▶ **STATED PROBLEM A**: Can you collect every line of the rows below that contains the word "metal" and copy each one in full?

In C-AFM, conductive materials such as metal, conductive diamond are coated to the AFM tips in order to measure the current value. Tips with nanoscale dimensions can read localized electrical information when a bias is applied to samples through contact scanning tips. High-resolution spatial current mapping data measured by C-AFM shows the differences in the surface’s electrical properties according to whether the switching operation has occurred in nanoscale (Waser and Aono 2007). However, the range of current value of C-AFM is fA ~ μA, which is lower than conventional I-V measurement tools (e.g., probe stations). In C-AFM, the current value can be easily saturated when conductive materials are measured. Thus, each material requires an appropriate gain to be set to analyze the switching behavior.

▶ **STATED PROBLEM B**: Will you echo, word for word, the part of the C-AFM passage above that opens with the words containing "In C-AFM, conductive" and closes with "the switching behavior."?

[Object position labeling entries]
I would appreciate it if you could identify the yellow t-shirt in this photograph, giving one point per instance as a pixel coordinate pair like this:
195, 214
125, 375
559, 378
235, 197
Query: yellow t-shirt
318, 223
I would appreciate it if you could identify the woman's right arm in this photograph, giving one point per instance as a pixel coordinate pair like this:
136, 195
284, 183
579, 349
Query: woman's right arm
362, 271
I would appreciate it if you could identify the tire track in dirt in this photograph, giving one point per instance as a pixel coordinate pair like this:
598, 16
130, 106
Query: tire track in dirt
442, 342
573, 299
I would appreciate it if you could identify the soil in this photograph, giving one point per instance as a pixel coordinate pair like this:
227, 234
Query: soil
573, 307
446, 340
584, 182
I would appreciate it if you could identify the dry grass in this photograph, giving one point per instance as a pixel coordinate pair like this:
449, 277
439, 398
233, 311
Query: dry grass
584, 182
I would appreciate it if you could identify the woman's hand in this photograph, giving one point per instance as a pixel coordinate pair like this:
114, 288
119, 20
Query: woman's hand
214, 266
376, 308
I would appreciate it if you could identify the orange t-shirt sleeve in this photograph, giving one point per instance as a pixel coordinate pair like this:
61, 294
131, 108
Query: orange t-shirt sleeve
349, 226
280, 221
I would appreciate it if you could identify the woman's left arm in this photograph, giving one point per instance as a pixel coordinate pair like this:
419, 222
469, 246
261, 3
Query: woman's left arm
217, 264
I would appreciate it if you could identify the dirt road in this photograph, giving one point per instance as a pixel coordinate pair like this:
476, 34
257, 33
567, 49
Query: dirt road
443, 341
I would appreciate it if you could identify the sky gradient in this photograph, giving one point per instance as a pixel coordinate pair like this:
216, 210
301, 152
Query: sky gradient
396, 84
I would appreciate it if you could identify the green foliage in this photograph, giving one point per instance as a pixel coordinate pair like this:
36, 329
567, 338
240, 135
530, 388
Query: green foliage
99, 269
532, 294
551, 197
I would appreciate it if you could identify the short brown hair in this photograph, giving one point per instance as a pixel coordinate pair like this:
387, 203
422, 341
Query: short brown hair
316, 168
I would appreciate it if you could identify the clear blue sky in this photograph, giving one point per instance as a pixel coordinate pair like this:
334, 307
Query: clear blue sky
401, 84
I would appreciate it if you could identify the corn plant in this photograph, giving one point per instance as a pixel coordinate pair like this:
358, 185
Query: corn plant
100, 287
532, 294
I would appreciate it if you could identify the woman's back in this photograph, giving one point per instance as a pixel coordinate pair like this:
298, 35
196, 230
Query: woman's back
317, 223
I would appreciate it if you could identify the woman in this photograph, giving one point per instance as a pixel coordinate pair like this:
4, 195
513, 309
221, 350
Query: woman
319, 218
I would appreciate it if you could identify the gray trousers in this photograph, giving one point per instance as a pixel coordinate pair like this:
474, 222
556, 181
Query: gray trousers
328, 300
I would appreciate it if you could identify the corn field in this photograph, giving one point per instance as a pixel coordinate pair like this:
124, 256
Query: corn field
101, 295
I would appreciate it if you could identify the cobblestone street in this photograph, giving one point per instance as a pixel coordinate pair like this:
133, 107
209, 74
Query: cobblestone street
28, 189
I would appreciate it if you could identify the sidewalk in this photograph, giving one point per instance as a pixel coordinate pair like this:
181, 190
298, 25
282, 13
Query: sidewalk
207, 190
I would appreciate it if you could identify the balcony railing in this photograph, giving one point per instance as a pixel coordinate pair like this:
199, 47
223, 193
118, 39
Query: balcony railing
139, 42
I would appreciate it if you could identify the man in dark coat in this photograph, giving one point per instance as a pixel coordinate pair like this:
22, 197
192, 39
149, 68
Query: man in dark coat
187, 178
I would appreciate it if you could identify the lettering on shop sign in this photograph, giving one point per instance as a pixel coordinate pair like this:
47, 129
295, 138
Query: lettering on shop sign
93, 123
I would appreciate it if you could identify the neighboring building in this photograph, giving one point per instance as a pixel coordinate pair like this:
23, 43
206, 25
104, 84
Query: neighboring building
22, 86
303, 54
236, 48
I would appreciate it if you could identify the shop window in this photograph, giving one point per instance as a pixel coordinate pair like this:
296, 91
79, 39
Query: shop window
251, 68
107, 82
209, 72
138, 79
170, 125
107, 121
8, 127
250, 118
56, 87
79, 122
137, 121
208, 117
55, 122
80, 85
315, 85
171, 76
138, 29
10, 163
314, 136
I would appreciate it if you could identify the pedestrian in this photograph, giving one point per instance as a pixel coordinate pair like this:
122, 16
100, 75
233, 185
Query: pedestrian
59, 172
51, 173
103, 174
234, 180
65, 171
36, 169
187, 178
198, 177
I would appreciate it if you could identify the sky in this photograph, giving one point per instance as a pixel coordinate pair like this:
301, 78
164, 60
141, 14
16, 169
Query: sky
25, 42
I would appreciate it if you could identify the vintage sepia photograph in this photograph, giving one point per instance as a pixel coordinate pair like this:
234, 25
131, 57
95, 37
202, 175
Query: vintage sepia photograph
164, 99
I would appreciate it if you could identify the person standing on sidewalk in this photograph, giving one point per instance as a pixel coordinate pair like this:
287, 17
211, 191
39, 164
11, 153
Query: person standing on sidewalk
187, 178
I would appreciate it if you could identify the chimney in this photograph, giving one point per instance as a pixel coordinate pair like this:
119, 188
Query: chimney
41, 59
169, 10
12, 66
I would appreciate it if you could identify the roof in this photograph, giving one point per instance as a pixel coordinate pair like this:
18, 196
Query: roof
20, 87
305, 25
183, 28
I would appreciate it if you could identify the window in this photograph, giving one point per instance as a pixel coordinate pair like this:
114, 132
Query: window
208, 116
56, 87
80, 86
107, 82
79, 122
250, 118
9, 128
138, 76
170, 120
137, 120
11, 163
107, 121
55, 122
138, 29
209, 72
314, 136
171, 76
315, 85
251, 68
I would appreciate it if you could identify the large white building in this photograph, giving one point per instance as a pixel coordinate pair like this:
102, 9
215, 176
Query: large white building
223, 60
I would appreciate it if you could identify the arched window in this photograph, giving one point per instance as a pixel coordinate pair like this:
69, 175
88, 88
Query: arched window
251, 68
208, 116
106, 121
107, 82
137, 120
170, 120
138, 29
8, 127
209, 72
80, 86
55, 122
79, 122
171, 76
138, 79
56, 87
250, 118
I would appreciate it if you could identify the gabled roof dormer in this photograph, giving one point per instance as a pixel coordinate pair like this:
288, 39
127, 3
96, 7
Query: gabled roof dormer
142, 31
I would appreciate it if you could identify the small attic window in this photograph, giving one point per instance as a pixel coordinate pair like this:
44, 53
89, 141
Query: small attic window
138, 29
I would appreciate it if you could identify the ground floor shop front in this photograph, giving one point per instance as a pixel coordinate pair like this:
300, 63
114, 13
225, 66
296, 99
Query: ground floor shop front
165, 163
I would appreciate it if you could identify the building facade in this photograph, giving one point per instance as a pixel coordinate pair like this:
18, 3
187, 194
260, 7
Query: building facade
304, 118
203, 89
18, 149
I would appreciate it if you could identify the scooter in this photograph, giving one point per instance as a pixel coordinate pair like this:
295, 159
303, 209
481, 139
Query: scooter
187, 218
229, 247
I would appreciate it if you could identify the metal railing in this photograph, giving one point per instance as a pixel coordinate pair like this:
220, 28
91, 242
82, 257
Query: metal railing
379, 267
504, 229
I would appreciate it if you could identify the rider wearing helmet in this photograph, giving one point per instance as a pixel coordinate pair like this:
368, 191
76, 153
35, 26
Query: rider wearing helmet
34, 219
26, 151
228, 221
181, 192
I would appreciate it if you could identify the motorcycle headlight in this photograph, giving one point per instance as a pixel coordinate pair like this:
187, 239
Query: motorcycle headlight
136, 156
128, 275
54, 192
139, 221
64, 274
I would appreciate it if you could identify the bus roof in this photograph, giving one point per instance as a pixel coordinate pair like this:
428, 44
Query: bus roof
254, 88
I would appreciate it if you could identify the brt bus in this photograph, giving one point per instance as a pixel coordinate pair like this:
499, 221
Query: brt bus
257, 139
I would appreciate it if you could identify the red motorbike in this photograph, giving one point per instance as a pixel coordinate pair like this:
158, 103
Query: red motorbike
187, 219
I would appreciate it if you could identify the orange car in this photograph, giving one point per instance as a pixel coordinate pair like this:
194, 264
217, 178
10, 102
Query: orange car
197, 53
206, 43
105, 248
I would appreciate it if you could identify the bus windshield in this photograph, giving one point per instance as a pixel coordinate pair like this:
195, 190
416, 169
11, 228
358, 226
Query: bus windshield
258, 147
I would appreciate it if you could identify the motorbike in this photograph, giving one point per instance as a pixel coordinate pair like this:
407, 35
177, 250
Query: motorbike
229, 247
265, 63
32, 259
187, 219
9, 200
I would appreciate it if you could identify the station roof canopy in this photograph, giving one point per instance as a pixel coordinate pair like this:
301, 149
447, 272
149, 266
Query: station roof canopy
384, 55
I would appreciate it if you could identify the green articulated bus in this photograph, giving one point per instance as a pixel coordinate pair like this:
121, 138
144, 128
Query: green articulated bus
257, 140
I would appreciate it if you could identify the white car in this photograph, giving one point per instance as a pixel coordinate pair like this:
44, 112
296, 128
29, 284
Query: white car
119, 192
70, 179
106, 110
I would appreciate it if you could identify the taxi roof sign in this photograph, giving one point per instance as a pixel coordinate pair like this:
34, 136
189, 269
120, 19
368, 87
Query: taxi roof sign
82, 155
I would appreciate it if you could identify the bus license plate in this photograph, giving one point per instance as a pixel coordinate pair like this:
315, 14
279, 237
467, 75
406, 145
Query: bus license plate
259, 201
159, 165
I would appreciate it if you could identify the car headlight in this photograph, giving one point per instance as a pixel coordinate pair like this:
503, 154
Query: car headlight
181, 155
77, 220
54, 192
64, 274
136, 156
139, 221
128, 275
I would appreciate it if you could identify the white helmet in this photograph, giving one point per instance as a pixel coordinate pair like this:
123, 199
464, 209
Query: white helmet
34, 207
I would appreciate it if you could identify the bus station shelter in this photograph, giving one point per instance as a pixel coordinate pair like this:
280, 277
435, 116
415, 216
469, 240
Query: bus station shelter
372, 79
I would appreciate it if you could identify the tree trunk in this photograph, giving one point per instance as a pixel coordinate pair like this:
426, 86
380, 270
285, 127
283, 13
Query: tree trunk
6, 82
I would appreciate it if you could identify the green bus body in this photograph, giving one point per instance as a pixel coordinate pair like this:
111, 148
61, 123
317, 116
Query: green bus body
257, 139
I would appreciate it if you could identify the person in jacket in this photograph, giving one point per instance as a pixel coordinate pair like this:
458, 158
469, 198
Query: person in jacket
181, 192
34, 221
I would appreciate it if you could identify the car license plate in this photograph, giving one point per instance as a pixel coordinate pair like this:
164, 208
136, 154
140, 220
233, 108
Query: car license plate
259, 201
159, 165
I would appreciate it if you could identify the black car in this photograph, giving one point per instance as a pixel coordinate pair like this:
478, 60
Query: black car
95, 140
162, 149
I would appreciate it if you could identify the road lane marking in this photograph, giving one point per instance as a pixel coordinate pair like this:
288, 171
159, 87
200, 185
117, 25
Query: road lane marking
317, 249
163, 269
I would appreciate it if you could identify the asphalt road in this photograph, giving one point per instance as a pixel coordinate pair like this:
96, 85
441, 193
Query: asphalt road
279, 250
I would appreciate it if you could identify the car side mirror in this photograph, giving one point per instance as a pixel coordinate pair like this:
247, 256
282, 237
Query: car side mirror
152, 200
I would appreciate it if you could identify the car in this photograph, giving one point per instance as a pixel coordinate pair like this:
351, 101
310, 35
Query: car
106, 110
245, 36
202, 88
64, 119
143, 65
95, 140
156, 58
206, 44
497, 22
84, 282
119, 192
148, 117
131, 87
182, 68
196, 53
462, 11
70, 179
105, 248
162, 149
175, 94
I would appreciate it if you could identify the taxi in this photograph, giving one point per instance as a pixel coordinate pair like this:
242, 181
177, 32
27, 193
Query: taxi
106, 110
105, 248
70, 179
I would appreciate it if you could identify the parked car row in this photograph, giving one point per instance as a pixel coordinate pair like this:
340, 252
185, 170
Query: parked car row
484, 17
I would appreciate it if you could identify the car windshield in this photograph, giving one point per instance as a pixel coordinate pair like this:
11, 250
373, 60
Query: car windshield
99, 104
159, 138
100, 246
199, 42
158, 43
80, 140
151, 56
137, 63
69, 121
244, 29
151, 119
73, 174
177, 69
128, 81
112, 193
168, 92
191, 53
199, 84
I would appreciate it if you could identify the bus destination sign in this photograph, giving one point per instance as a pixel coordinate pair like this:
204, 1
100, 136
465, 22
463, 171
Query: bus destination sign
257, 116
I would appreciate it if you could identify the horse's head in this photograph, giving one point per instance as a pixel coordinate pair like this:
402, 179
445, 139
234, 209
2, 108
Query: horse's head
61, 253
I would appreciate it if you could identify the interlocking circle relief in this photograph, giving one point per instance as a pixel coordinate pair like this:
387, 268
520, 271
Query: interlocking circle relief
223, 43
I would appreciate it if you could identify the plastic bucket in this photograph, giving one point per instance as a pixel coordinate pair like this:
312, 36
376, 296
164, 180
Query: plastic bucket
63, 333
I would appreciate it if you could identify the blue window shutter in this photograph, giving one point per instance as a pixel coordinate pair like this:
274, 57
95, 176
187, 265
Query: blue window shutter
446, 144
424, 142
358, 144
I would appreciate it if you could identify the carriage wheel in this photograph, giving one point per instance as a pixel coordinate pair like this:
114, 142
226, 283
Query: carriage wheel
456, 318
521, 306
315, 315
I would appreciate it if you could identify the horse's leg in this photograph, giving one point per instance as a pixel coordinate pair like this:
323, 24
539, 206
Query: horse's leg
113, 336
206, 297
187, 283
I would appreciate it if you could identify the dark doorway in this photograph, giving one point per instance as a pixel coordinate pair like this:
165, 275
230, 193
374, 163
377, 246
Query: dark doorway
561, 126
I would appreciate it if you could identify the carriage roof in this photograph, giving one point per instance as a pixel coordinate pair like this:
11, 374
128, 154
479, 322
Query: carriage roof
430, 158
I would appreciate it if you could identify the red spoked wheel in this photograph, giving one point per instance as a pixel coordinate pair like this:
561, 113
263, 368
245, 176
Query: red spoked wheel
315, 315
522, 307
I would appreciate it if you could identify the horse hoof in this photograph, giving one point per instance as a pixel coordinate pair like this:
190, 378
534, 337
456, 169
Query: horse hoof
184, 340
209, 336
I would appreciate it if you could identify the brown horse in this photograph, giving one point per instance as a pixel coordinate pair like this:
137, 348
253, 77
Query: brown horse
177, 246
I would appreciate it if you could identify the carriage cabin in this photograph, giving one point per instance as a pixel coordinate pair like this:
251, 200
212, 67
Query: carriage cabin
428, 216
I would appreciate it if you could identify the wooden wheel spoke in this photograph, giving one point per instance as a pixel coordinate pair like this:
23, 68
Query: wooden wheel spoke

▶ **FINAL ANSWER A**:
I would appreciate it if you could identify the metal railing in this photograph, giving one point per instance as a pixel coordinate pair like this:
Query: metal railing

▶ **FINAL ANSWER B**:
In C-AFM, conductive materials such as metal, conductive diamond are coated to the AFM tips in order to measure the current value. Tips with nanoscale dimensions can read localized electrical information when a bias is applied to samples through contact scanning tips. High-resolution spatial current mapping data measured by C-AFM shows the differences in the surface’s electrical properties according to whether the switching operation has occurred in nanoscale (Waser and Aono 2007). However, the range of current value of C-AFM is fA ~ μA, which is lower than conventional I-V measurement tools (e.g., probe stations). In C-AFM, the current value can be easily saturated when conductive materials are measured. Thus, each material requires an appropriate gain to be set to analyze the switching behavior.